> Brief
Could you gather every line in the items below that contains the word "brick" and copy each one out?

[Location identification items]
## BEGIN

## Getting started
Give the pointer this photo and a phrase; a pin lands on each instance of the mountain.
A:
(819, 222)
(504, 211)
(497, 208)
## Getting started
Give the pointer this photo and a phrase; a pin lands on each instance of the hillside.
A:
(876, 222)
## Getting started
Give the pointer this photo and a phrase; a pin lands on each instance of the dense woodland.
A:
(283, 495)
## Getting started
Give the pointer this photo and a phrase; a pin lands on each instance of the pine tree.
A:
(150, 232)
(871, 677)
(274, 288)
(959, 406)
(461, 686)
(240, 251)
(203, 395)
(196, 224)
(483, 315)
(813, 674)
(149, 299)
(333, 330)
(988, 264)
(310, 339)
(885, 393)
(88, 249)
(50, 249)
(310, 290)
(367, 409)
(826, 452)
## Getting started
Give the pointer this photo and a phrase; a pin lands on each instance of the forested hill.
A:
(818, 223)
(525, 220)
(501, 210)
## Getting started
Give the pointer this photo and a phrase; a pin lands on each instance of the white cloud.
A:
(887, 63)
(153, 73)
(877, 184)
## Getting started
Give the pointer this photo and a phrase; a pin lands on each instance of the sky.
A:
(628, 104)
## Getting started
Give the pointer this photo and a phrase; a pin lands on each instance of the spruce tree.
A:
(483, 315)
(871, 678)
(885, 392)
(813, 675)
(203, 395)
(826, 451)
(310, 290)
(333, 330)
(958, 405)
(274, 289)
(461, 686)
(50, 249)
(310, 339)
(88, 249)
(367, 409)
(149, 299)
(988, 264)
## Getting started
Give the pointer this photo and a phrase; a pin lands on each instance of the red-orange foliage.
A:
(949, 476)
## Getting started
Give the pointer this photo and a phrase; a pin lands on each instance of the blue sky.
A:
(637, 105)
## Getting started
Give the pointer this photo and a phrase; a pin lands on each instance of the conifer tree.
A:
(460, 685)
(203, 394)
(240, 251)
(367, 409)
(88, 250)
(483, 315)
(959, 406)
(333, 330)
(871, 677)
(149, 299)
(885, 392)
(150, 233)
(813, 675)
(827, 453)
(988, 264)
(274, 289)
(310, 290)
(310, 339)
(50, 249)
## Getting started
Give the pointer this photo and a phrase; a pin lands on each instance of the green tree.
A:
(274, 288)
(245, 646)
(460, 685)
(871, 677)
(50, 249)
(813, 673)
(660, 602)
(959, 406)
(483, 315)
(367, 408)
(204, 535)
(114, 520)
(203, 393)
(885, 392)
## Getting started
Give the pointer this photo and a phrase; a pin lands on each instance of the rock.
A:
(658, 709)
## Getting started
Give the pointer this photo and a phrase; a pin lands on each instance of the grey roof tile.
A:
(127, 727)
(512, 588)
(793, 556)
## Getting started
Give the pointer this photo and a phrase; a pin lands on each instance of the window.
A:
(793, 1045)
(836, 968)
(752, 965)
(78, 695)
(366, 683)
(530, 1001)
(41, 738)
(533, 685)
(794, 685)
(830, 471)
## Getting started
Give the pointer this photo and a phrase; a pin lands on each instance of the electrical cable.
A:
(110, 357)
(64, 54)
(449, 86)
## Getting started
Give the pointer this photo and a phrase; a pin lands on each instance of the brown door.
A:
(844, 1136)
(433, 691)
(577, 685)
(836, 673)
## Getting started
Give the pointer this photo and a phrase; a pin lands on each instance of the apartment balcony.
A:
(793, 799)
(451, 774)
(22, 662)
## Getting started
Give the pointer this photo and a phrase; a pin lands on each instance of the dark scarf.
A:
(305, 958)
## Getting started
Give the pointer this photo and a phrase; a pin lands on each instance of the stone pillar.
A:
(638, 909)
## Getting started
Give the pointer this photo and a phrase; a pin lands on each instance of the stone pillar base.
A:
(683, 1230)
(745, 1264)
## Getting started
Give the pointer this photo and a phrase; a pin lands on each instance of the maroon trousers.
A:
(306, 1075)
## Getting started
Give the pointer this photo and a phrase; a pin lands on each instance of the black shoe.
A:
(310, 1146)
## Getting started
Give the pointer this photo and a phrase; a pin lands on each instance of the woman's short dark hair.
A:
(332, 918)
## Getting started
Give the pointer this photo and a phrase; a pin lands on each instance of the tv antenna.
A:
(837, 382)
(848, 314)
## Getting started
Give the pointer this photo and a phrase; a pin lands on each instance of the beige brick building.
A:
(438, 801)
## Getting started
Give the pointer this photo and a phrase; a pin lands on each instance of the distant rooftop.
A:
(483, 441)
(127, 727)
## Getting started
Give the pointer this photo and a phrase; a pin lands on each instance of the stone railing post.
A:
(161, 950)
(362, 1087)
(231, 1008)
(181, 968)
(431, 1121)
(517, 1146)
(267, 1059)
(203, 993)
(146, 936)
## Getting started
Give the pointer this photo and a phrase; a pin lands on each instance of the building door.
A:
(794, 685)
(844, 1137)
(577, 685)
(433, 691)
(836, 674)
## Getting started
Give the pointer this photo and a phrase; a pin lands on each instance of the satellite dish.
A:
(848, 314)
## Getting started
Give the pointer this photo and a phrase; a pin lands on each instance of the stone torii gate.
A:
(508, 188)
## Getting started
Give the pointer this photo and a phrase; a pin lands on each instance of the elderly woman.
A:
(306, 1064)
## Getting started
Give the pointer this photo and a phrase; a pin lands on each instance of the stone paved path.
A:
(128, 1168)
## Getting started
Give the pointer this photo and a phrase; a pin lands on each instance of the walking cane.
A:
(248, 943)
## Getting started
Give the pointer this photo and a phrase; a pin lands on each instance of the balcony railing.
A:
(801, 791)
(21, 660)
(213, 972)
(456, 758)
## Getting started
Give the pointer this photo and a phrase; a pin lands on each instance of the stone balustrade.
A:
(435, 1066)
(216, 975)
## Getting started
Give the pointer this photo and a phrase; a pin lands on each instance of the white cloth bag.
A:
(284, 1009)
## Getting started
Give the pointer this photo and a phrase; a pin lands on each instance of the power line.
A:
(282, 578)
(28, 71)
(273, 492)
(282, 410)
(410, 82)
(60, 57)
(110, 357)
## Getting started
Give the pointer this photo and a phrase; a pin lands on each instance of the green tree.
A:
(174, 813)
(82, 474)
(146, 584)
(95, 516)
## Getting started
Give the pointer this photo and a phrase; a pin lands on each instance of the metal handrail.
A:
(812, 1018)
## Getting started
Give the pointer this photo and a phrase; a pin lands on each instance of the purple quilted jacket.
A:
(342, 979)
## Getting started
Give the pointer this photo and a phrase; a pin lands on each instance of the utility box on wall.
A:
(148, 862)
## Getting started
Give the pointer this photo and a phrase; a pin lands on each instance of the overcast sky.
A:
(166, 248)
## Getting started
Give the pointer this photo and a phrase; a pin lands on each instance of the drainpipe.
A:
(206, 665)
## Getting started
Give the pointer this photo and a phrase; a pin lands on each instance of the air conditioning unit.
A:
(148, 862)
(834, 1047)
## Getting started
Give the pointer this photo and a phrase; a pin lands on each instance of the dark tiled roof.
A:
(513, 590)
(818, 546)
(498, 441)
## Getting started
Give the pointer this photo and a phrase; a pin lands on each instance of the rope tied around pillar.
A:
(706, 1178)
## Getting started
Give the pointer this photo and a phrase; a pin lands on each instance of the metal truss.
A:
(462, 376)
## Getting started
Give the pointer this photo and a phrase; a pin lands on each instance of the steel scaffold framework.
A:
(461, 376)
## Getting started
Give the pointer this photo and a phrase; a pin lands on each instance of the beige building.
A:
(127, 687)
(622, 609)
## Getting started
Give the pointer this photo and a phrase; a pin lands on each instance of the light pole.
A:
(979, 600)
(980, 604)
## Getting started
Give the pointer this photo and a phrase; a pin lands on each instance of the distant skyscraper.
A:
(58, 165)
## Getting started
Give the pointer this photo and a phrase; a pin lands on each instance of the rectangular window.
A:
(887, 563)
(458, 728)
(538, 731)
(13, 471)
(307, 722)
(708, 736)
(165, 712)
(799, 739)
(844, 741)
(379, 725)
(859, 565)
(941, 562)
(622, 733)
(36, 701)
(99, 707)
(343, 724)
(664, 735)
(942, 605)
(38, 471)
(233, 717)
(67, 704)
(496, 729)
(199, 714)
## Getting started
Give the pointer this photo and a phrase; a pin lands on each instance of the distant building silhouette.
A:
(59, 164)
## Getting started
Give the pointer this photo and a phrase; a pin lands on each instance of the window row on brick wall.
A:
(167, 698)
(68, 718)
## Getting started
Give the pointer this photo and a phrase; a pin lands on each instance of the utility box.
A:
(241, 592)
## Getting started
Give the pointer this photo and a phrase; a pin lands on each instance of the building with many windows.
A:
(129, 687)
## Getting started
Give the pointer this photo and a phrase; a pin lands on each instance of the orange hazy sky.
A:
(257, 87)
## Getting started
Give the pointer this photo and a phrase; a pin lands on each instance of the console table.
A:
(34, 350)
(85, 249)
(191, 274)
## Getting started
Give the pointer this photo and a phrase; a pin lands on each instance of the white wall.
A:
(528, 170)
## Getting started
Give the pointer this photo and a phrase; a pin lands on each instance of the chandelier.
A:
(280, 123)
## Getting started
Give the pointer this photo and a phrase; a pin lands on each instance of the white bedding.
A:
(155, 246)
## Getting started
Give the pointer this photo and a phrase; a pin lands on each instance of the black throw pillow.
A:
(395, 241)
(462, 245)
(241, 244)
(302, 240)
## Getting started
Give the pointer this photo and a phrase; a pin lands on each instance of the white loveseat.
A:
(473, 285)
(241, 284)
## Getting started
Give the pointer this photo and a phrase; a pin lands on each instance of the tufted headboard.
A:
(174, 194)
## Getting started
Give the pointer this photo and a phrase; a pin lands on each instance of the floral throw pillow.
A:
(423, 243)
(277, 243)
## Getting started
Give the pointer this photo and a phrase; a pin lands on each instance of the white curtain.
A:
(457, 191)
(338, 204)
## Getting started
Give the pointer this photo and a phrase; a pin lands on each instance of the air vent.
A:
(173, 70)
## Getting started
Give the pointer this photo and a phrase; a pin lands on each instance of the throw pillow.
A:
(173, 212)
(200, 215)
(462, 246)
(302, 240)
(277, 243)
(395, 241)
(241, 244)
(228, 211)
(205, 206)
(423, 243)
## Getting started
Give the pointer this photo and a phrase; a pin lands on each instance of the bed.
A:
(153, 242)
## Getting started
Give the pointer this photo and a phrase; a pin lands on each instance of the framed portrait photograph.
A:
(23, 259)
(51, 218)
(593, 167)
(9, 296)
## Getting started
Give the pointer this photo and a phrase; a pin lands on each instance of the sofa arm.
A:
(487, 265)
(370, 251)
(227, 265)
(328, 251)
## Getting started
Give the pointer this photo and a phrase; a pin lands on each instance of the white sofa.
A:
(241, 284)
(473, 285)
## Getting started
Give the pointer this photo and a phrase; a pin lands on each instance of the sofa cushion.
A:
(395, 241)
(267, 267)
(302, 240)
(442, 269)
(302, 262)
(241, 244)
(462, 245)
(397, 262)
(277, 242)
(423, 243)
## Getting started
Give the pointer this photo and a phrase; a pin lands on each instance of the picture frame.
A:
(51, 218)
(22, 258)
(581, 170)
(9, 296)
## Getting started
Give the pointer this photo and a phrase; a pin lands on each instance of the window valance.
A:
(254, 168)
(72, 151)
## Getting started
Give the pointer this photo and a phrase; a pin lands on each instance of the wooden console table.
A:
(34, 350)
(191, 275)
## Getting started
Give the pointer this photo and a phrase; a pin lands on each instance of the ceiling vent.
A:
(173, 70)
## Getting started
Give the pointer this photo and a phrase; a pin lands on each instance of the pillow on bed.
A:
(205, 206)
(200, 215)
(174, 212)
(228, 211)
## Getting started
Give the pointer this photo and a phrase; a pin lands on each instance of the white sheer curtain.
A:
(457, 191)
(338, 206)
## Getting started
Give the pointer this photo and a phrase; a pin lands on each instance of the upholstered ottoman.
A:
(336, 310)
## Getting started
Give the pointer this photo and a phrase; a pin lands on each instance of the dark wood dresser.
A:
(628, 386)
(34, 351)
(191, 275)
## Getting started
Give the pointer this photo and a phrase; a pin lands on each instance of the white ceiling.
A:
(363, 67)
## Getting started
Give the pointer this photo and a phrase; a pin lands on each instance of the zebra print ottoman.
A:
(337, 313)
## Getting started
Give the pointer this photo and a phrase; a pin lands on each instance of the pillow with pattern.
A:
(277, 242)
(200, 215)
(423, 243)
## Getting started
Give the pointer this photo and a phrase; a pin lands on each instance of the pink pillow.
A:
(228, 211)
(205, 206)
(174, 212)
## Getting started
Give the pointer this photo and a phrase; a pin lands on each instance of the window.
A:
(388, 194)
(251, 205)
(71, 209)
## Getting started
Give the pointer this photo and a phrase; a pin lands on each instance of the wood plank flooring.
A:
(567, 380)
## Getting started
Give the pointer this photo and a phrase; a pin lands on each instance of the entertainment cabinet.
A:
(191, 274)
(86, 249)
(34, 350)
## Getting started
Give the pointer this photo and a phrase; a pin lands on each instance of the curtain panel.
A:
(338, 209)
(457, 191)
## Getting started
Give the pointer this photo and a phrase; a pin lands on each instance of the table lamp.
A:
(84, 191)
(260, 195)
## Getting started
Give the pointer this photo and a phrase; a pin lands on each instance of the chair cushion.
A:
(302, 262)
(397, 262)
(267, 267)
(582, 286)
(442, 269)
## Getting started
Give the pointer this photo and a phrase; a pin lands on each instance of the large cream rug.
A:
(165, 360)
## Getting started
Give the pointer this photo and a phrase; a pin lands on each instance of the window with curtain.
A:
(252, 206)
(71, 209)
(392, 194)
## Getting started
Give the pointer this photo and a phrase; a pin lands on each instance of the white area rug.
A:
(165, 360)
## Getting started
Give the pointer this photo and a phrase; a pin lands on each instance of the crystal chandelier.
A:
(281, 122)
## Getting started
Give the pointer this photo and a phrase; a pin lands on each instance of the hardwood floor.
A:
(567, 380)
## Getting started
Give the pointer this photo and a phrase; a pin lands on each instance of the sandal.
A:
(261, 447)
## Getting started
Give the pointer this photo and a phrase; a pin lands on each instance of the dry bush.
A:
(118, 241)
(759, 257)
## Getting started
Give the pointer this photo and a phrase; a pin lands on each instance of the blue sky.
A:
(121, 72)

## END

> Written answer
Give the pointer this photo and a phrase; a pin lands on each instance of the beige brick building.
Give the pointer this photo and a phrase; a pin lands on each instance of the window row on brick wall.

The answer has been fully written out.